DATA EXTRACT.
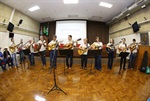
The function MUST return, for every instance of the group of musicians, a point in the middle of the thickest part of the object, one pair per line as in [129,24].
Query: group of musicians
[53,46]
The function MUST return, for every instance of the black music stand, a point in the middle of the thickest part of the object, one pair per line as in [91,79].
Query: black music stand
[65,52]
[92,53]
[55,87]
[26,52]
[123,54]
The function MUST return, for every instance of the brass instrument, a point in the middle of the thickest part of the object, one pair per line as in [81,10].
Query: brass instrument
[12,48]
[81,51]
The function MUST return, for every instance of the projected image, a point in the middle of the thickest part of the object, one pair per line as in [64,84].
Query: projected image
[75,28]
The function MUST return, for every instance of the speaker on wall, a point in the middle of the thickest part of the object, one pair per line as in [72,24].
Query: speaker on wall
[10,27]
[135,27]
[20,22]
[11,35]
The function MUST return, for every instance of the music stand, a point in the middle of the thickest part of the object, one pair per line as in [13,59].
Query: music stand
[65,52]
[55,87]
[26,52]
[123,54]
[92,54]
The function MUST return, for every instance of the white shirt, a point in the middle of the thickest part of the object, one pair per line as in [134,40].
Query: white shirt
[70,42]
[42,47]
[13,44]
[31,47]
[135,50]
[98,44]
[111,45]
[53,42]
[85,46]
[122,46]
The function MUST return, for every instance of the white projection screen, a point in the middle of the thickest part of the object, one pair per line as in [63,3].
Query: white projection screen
[75,28]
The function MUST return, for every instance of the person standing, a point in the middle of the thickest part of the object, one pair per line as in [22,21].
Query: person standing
[84,48]
[133,49]
[30,47]
[110,49]
[53,44]
[7,57]
[42,49]
[122,49]
[98,46]
[13,53]
[69,44]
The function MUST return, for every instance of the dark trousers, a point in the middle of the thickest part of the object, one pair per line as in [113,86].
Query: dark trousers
[53,58]
[98,62]
[43,57]
[8,61]
[22,57]
[31,58]
[84,61]
[123,61]
[3,64]
[110,59]
[132,60]
[67,60]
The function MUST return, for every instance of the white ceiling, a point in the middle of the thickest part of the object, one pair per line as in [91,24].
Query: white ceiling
[56,9]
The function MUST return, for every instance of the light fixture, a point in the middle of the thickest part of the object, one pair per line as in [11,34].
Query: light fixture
[104,4]
[39,98]
[70,1]
[128,15]
[34,8]
[143,6]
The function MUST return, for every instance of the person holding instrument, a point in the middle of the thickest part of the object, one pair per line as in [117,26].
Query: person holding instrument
[30,46]
[97,46]
[122,49]
[53,51]
[12,49]
[20,49]
[42,49]
[84,49]
[133,49]
[69,45]
[111,48]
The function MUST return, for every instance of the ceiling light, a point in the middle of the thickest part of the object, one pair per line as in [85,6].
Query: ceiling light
[128,14]
[143,6]
[34,8]
[70,1]
[104,4]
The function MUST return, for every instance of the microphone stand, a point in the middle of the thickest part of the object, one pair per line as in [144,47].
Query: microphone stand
[55,87]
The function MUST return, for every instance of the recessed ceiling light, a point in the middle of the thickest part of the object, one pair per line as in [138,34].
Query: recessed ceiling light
[70,1]
[34,8]
[104,4]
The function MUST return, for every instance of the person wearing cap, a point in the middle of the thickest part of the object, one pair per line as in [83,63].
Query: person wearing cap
[2,62]
[7,57]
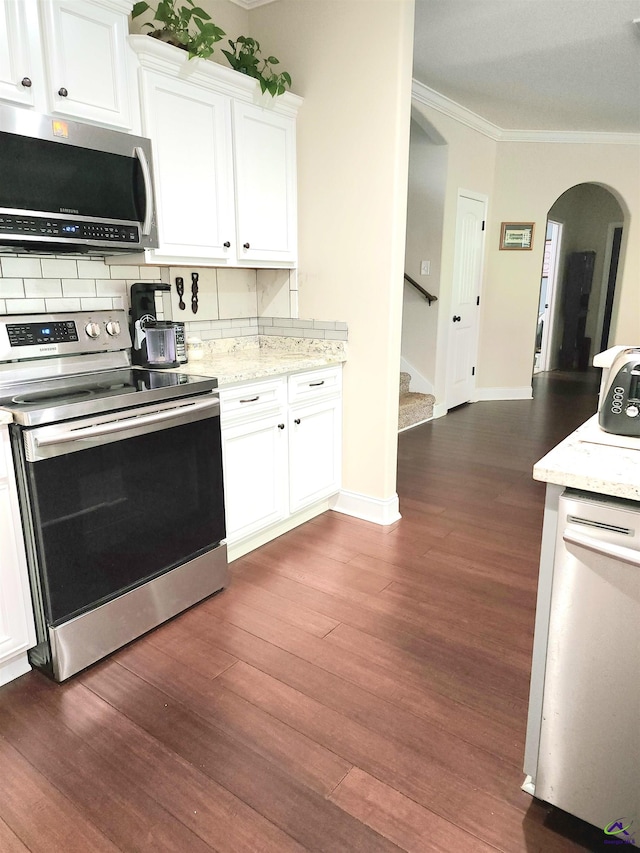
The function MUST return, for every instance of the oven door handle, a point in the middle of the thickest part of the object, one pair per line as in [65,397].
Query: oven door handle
[181,414]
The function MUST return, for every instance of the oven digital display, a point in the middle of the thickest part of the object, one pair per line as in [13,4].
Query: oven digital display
[31,334]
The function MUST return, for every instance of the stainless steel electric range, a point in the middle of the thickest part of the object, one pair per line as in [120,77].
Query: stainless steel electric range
[119,473]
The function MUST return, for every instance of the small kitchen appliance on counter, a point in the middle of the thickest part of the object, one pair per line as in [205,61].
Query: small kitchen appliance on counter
[111,551]
[619,407]
[154,341]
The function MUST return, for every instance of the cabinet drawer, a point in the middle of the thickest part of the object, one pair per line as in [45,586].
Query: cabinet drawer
[252,400]
[315,384]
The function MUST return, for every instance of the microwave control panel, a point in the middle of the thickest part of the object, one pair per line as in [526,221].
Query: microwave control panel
[49,228]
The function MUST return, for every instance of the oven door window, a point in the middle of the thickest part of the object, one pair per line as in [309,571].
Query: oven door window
[109,518]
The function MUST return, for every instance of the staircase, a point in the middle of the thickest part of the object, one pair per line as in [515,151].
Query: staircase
[415,408]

DESCRIPTION OF THE TASK. Print each of the records above exactly as written, leaving no picture in the copy.

RESULT FOR THIS EXERCISE.
The function MUST return, for every instance of the group of musicians, a point in the middle of the thickest part of the object, one pair per line as in [129,24].
Query: group of musicians
[53,46]
The function MUST return, for every instance of the black music stand, a point in the middle of the thickest part of the object, one pair per line as in [91,79].
Query: black music stand
[65,52]
[92,53]
[55,87]
[26,52]
[123,54]
The function MUST return, for every instance of the brass instrument, a point in the middle of the thickest part of the object, one pair per line as in [81,10].
Query: brass instrument
[12,48]
[81,51]
The function MUST return, for every instance of the projected image, a point in the middle of the thickest part of the object, one pair per line as in [64,84].
Query: projected image
[75,28]
The function MUST return, for every instance of the speaker on wall, a point in the middle of the thickest part of the object, one pair per line as in [72,24].
Query: speaker on wall
[10,27]
[135,27]
[20,22]
[11,35]
The function MUST return, for every instance of the music stand, a point in the middle of the thickest part of the object, one pair per line as in [13,59].
Query: music stand
[65,52]
[55,87]
[26,52]
[123,54]
[92,54]
The function MUST return, for every instance of the white shirt, a point in the middle of the thickest part of the object, one pair per line as in [134,40].
Query: white shirt
[70,42]
[42,47]
[13,44]
[31,47]
[135,50]
[98,44]
[111,45]
[53,42]
[85,46]
[122,46]
The function MUST return, for every instance of the white projection screen, a point in the middle of the thickest part of the object, one pair per line as in [63,3].
Query: white projection screen
[75,28]
The function MUST return, for every instance of the person standing, a point in the middle of the thickest part of the object, one pair per line as in [22,21].
Query: person standing
[84,48]
[133,49]
[30,47]
[110,49]
[53,44]
[7,57]
[42,49]
[122,49]
[98,46]
[13,53]
[69,44]
The function MUST return, for every instance of the dark trousers, a point in the middle of the thickest part of the object, one pair per line as in [113,86].
Query: dark trousers
[53,58]
[98,62]
[43,57]
[8,61]
[22,57]
[31,58]
[84,61]
[123,61]
[3,64]
[110,59]
[132,60]
[67,60]
The function MUST return, for every instance of the white ceiling, a point in the middle of the thickest part of the object, one pair per line as in [91,24].
Query: white ceiling
[56,9]
The function MUST return, for every instance of the light fixture, a point in the middle of the thickest part of the object, one pair per line as in [11,34].
Query: light fixture
[104,4]
[39,98]
[70,1]
[128,15]
[34,8]
[143,6]
The function MUST return, for every instance of the person holding instrument, a point in the middle of the thickest part of the object, one pair per line as in [117,26].
Query: person holding instrument
[30,46]
[97,46]
[122,49]
[53,51]
[12,49]
[20,49]
[42,49]
[84,49]
[133,49]
[69,45]
[111,48]
The function MUST return, for every instance of the ceiling light, a point in the middle of the thickest part of the object, one pair per line as in [85,6].
Query: ceiling light
[128,14]
[143,6]
[34,8]
[70,1]
[104,4]
The function MUST return, for every instance of the microphone stand, a point in the middle of the thickest part of the object, one pair per line as in [144,47].
Query: microphone stand
[55,87]
The function MUST return, for every instance of the recessed ceiling light, a point in the middle of the thickest part of the object, one pair per line as in [138,34].
Query: recessed ceiling light
[70,1]
[34,8]
[104,4]
The function MUST return, for every instance of the person wearing cap, a point in the middle of the thickest part of the object, one pair per line as in [83,63].
Query: person wearing cap
[2,62]
[7,57]
The function MUST return, for every instance of the oven door handle, a point in the middle of the thickest part of the object, one pair per line as in [65,397].
Query: oven door handle
[181,414]
The function MUST return, for every instance of the oven digital display, a point in the middle of the thickest part of the object, one pair per line as in [13,4].
Query: oven digital display
[31,334]
The function MUST return, for every instance of the stainless steel electric range, a point in the middle of the thickest part of the object, one pair per line as in [120,77].
Query: stainless steel electric range
[119,473]
The function MUST return, for every instance of the small kitchen appliance on counter, a point in the middle of the thickest part of the object, one pair per line as in [205,61].
Query: small kitchen appliance on counter
[111,551]
[619,407]
[154,341]
The function MUST return, for every instance of the cabinet drawer, a point in the middle of the thickest part of the object, one pair per line as in [45,586].
Query: cabinet drawer
[252,400]
[315,384]
The function MUST return, for every instance of the microwave control panel, a point in the middle of the thickest part of the object, one pair per line as in [526,221].
Query: microwave control panel
[49,228]
The function MUST return, for every instance of the oven door window, a point in the middle of the thickest part of the object, one pair per line as in [309,571].
Query: oven door window
[109,518]
The function MUST return, for every instance of the staircase, a point in the middle of the thickest part of the object, one pair per line as in [515,151].
Query: staircase
[415,408]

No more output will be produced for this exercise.